Form 8-K

 

 

SECURITIES AND EXCHANGE COMMISSION

WASHINGTON, D.C. 20549

 

 

FORM 8-K

 

 

CURRENT REPORT

Pursuant to Section 13 OR 15(d) of the Securities Exchange Act of 1934

Date of Report (Date of earliest event reported): August 10, 2009

 

 

FTI CONSULTING, INC.

(Exact Name of Registrant as Specified in Charter)

 

 

 

Maryland   001-14875   52-1261113

(State or other jurisdiction

of incorporation)

  (Commission File Number)  

(IRS Employer

Identification No.)

777 South Flagler Drive, Suite 1500, West Palm Beach, Florida 33401

(Address of principal executive offices) (Zip Code)

Registrant’s telephone number, including area code: (561) 515-1900

 

(Former name or former address, if changed since last report)

 

 

Check the appropriate box below if the Form 8-K filing is intended to simultaneously satisfy the filing obligation of the registrant under any of the following provisions:

 

¨ Written communications pursuant to Rule 425 under the Securities Act (17 CFR 230.425)

 

¨ Soliciting material pursuant to Rule 14a-12 under the Exchange Act (17 CFR 240.14d-2(b))

 

¨ Pre-commencement communications pursuant to Rule 14d-2(b) under the Exchange Act (17 CFR 240.14d-2(b))

 

¨ Pre-commencement communications pursuant to Rule 13e-4(c) under the Exchange Act (17 CFR 240.13e-4(c))

 

 

 


ITEM 8.01. OTHER EVENTS.

In light of recent industry developments, FTI Consulting, Inc. (“FTI” or the “Company”) has conducted a re-examination of its accounting for earn-out payments and has concluded that no material corrections are required. As a result of this re-examination, the Company has determined that it will correct an immaterial error in its previously issued 2006, 2007 and 2008 financial statements by making adjustments to prior comparative period financial information beginning with its Quarterly Report on Form 10-Q for the quarter ending September 30, 2009, following completion of its tax analysis, as discussed below. The immaterial correction has no effect on 2009 results of operations, on cash or liquidity for any prior comparative period, or on the Company’s earnings guidance issued on August 4, 2009.

The immaterial error occurred as a result of disbursements that were made from an Employee Benefit Trust (the “EBT”) that FD International (Holdings) Limited (“FD”) established in 2004 and funded by contributing FD shares to the EBT. FTI acquired FD in 2006. In the acquisition, FTI paid the EBT its proportionate share of purchase consideration, including its proportionate share of earn-out consideration, consistent with the EBT’s 1.7% stock ownership interest in FD. By its terms, the EBT’s trust agreement designated present and future employees of FD as possible beneficiaries of the EBT and allowed the trustee of the EBT to make distributions to such beneficiaries whether or not they held any shares of FD prior to or at the time of the disbursements. In addition, FTI determined that the EBT was used to distribute contingent payments related to three other small FD Group acquisitions. In re-examining its earn-out accounting, FTI determined that the EBT made disbursements to EBT beneficiaries that were not in the same proportion as the beneficiaries’ ownership of FD shares and/or to beneficiaries who did not own any FD shares. In considering the impact of these distributions by the EBT on FTI’s accounting for payments of acquisition consideration made to the EBT, FTI, after consultation with its independent registered public accountants, concluded that it would be appropriate to make an immaterial correction to its 2006, 2007 and 2008 financial statements to record the amount of the payments of acquisition consideration from the EBT as compensation, rather than as purchase consideration. FTI will reflect appropriate adjustments to its prior period comparative financial information beginning with its third quarter 10-Q filing.

Source excerpt -
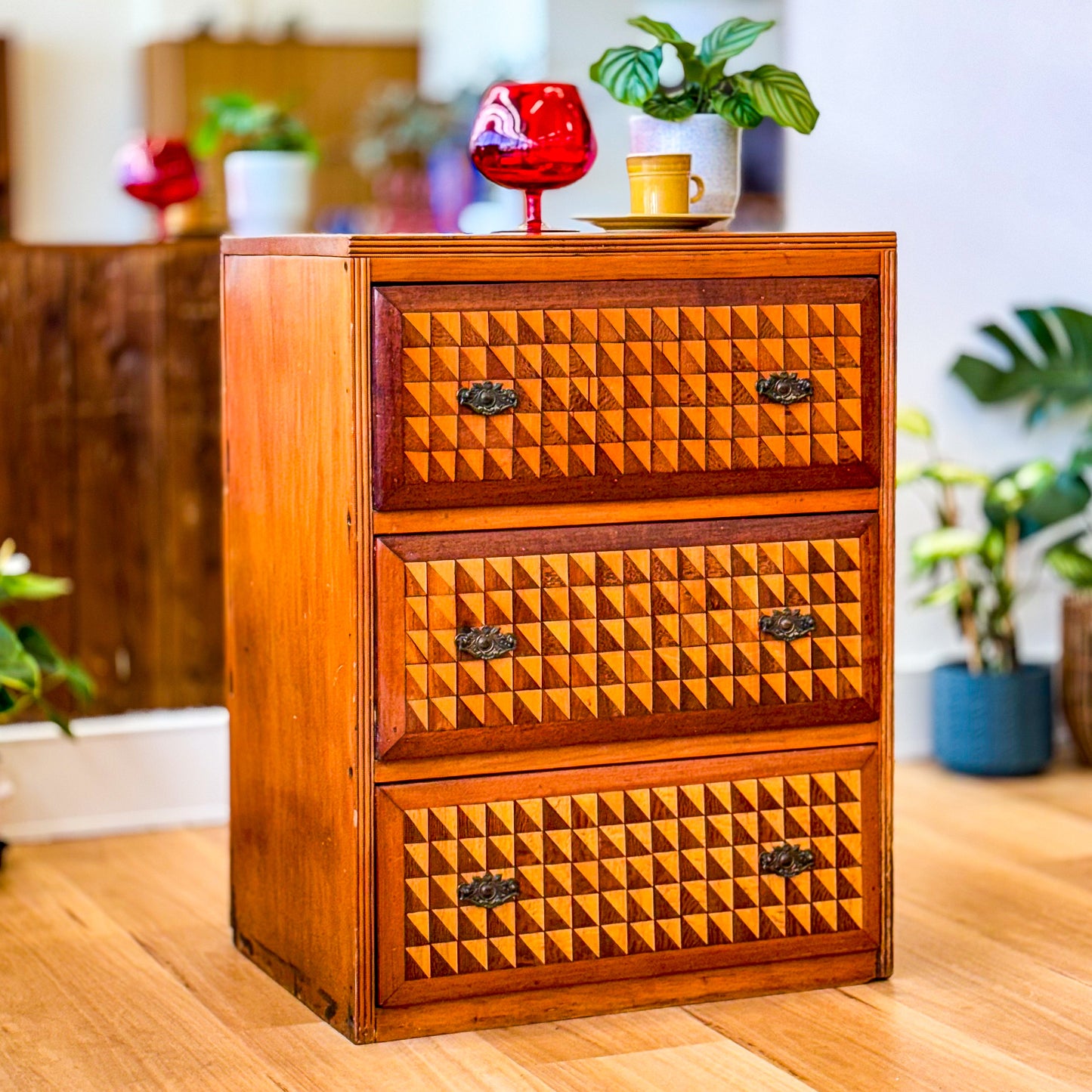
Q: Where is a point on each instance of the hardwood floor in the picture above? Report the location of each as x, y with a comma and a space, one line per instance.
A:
117, 972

What is asked -
1 - List each rule number that the checkbox options in the FTI Consulting 8-K filing refer to.
2 - Copy the FTI Consulting 8-K filing word for word from "(Former name or" to "(17 CFR 230.425)".

Task answers -
1 - Rule 425, Rule 14a-12, Rule 14d-2(b), Rule 13e-4(c)

2 -
(Former name or former address, if changed since last report)

 

 

Check the appropriate box below if the Form 8-K filing is intended to simultaneously satisfy the filing obligation of the registrant under any of the following provisions:

 

¨ Written communications pursuant to Rule 425 under the Securities Act (17 CFR 230.425)